Report from the Commission on the functioning of the facilitated transit for persons between the Kaliningrad region and the rest of the Russian Federation
/* COM/2006/0840 final */
COM(2006) 840 final
REPORT FROM THE COMMISSION
on the functioning of the facilitated transit for persons between the Kaliningrad region and the rest of the Russian Federation
Kaliningrad is a unique part of Russia, separated geographically from the rest of the country and surrounded by the EU. In the framework of enlargement, increasing attention has been focused on the region. The introduction of the acquis by new Member States had an impact on third countries in terms of visa requirements and border controls. While the consequences of the acquis will be no different for Kaliningrad than for any other part of Russia or other neighbouring third countries, it appeared that the impact on the population may be greater there than in other parts of Russia, given the geographic situation of Kaliningrad.
Without pre-empting the accession negotiations with Poland or Lithuania, it was suggested in the Communication from the Commission to the Council of 17.1.2001  that "practical measures should continue to conduct proper and efficient border control, facilitating the movement of persons and goods across the future external border".
It was recommended to look into the possibility to take advantage of any special arrangements permitted by the acquis, using examples offered by existing arrangements, including in candidate countries. Furthermore, “the cost of passports (the responsibility of Russia) could also be examined, as well as the cost of visas (responsibility of current and future EU Member States), in the wider context of the Community policies. Both new and current Member States could consider opening consulates (or sharing facilities to reduce costs) in Kaliningrad, to facilitate visa issuance and manage migration flows efficiently”.

- **Information supplied**
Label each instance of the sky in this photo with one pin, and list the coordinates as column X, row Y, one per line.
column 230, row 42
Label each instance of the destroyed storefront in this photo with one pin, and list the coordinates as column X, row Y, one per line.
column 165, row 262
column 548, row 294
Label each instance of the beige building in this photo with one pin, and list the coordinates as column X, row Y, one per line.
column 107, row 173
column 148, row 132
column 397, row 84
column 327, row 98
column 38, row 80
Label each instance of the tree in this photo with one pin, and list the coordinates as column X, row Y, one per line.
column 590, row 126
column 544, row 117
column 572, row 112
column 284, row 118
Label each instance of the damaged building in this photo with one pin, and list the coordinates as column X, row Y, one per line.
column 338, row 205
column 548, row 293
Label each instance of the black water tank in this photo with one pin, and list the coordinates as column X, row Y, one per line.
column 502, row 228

- **Tasks for this exercise**
A – Answer these from the Kaliningrad transit report:
(i) According to the report, what surrounds Kaliningrad?
(ii) On what date was the Communication from the Commission to the Council issued?
(iii) Whose responsibility is the cost of passports?
B – Carry on with the Kaliningrad transit report, starting right after its last sentence.

- **Results for each task**
A –
(i) The EU.
(ii) 17.1.2001.
(iii) Russia's.

B –
In addition, the common declaration made in the context of the EU – Russia Summit on 3 October 2001 called for examination of the special situation of Kaliningrad in the context of the enlargement.
Following the discussion on Kaliningrad at the Moscow EU-Russia Summit, the Seville European Council on 21/22 June 2002 invited the Commission to “submit, in time for its Brussels meeting, an additional study on the possibilities for an effective and flexible solution of the transit of persons and goods to and from Kaliningrad oblast, in compliance with the acquis and in agreement with the candidate countries concerned”. In the Communication from the Commission to the Council on Kaliningrad transit  of 18.09.2002 several possibilities for a facilitated transit were suggested. However, one of the preconditions for the solution to be found was that the full participation of Lithuania in the Schengen acquis should not be endangered. Finally, the Facilitated Transit Document/Facilitated Rail Transit Document (FTD/FRTD) system has been created.
In the Joint Statement on transit of the EU/Russia Summit in Brussels on 11 November 2002 "the Russian Federation took note of the European Union’s intention to review the operation of the FTD scheme no later than 2005". Reference to a report to the Council and the European Parliament on the functioning of the system has also been made in Article 13 of the Council Regulation (EC) No 693/2003: "The Commission shall report to the European Parliament and the Council on the functioning of the facilitated transit scheme at the latest three years after the entry into force of the first decision as set out in Article 12(1)". Lithuania communicated to the Council and to the Commission its decision to apply the FTD/FRTD scheme from 1 July 2003. The Commission has, therefore, to present its report by 1 July 2006.
The present report is based on replies from the Russian Federation and Lithuania to a questionnaire established by the Commission services, which also undertook an in-site examination of the FTD/FRTD scheme from 22 to 24 March 2006.
II The FTD/FRTD system as established by the Regulation and the bilateral agreement between Lithuania and the Russian Federation.
Following the discussion on Kaliningrad at the Moscow EU-Russia Summit  in November 2002, on the basis of the Communication of the Commission on Kaliningrad Transit (COM (2002) 510 final) the Council adopted the following two regulations on 14 April 2003:
– Council Regulation (EC) No 693/2003 establishing a specific Facilitated Transit Document (FTD), a Facilitated Rail Transit Document (FRTD) and amending the Common Consular Instructions and the Common Manual, and
– Council Regulation (EC) No 694/2003 on uniform formats for FTD and FRTD.
Both Regulations are not drawn up only for "Kaliningrad" and Lithuania but for all possible cases of "special transit" related to Member States. Member States can choose to apply Regulation (EC) 693/2003 in such cases.
a) How does the FTD/FRTD scheme work?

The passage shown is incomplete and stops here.